Travail demandé: Recopiez à l'identique le passage de l'extrait ci-dessous qui commence aux mots « Henri Bergson, L’évolution » et s'arrête après « ton vrai voyage. ».

Extrait du texte:

★ ★ ★

Pour souad mani
commencé le 18
avril 2014,
dans le cadre d'un
travail en chemin
Photos SOUAD MANI
(..) C.R. : Ce n’est pas la perception matérielle, ce n’est pas non plus
notre imagination. Pour moi, le double du réel c’est plutôt l’illusion.
L’imagination n’est pas du tout contraire au réel, tandis que ce qui est
illusoire, c’est le double. Autrement dit, la forme la plus fondamentale de
l’illusion n’est pas l’imaginaire. Pour moi, l’imagination est effectivement la
faculté de doubler, de manière fantasmatique, le réel. J’admire chez l’homme la
faculté anti-perceptive. Par cette faculté, l’homme peut voir par exemple un
verre d’eau et dire que c’est une poupée. Je suis très étonné par cette étrange
faculté humaine !
Ainsi notre personnalité pousse, grandit, mûrit sans cesse. Chacun de ses
moments est du nouveau qui s’ajoute à ce qui était auparavant. Allons plus loin
: ce n’est pas seulement du nouveau, mais de l’imprévisible. Sans doute mon état
actuel s’explique par ce qui était en moi et par ce qui agissait sur moi tout à
l’heure. Je n’y trouverais pas d’autres éléments en l’analysant. Mais ce qui n’a
jamais été perçu, et ce qui est en même temps simple, est nécessairement
imprévisible. Or, tel est le cas de chacun de nos états, envisagé comme un
moment d’une histoire qui se déroule : il est simple, et il ne peut pas avoir
été déjà perçu, puisqu’il concentre dans son indivisibilité tout le perçu avec,
en plus, ce que le présent y ajoute
C’est un moment original d’une non moins originale histoire.
Henri Bergson, L’évolution créatrice, 1908
.
Je la reconnais cette route, je t’y retrouve, posée, absente, mais
infiniment là, dans ce bleu qui te ramènes à l’orée de ton vrai voyage.
Là où tu reviens toujours, où que tu sois.

★ ★ ★

Données fournies:
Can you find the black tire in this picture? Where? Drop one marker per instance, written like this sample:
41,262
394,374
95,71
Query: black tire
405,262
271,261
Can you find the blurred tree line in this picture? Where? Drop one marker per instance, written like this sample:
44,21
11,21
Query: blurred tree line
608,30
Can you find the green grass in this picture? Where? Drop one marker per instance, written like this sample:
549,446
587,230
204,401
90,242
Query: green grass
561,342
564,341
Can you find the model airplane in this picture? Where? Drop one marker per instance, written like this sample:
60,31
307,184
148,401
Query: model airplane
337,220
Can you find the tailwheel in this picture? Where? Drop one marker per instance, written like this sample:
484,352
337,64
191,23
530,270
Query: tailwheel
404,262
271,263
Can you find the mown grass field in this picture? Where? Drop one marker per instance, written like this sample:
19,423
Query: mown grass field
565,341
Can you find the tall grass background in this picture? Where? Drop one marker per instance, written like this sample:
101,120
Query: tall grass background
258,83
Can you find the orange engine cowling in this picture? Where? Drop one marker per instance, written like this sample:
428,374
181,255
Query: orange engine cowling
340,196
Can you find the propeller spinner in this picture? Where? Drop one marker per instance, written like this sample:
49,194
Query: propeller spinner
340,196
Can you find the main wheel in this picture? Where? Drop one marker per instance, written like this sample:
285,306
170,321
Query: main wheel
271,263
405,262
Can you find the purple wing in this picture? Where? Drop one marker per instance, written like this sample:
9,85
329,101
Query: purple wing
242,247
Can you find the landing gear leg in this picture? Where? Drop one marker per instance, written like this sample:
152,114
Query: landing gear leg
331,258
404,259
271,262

★ ★ ★

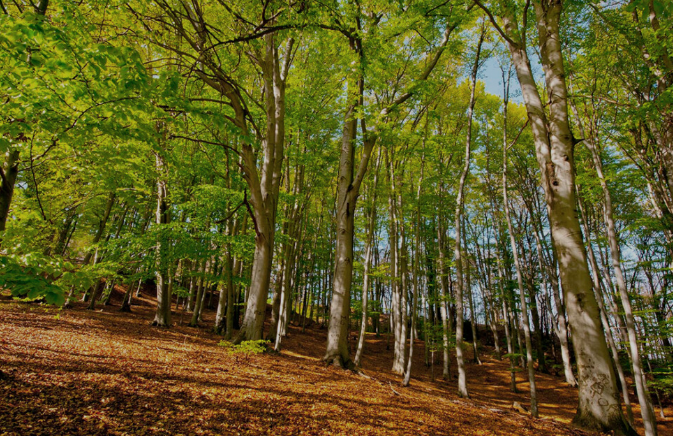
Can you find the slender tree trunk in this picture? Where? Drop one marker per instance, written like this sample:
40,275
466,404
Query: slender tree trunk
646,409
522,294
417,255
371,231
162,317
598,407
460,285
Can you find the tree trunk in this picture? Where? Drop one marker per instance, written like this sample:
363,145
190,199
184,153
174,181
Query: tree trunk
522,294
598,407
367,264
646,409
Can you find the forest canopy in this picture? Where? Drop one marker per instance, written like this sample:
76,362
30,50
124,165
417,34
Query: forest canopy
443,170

★ ★ ★

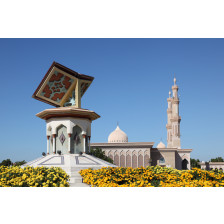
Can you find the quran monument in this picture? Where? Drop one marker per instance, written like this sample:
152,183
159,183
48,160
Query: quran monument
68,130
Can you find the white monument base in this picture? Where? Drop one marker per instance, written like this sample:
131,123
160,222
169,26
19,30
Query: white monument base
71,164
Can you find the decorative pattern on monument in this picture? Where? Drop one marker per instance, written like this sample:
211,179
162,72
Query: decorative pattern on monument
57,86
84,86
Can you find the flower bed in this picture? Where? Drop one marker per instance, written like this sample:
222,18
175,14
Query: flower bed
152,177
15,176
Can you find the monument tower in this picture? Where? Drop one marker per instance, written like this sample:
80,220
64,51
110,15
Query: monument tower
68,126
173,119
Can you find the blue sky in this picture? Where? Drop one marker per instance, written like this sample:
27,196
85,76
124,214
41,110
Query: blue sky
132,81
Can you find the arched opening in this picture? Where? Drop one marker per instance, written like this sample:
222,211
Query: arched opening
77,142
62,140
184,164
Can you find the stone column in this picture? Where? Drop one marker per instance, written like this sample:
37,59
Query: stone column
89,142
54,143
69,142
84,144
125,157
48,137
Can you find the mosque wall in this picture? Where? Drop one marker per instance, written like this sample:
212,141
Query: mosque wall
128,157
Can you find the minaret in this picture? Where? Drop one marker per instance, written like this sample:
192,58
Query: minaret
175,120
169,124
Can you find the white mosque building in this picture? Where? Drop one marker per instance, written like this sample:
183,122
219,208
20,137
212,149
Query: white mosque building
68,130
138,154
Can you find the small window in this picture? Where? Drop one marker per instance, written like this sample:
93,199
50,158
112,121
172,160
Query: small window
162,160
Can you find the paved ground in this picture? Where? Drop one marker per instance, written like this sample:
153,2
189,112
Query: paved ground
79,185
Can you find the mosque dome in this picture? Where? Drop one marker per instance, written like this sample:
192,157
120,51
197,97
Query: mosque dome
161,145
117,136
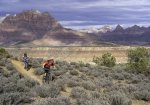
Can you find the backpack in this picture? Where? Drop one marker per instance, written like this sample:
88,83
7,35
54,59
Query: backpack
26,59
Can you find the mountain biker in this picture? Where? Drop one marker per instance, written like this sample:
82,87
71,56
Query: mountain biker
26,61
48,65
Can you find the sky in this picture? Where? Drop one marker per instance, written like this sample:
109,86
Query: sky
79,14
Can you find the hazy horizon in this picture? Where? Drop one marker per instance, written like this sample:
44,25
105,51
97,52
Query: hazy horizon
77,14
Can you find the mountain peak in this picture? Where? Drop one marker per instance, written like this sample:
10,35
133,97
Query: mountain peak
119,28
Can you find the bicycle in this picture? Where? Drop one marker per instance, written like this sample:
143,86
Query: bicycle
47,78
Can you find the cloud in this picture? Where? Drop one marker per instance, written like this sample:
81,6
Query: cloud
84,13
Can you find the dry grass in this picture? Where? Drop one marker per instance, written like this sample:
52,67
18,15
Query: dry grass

★ ★ ★

Réponse attendue:
Henri Bergson, L’évolution créatrice, 1908
.
Je la reconnais cette route, je t’y retrouve, posée, absente, mais
infiniment là, dans ce bleu qui te ramènes à l’orée de ton vrai voyage.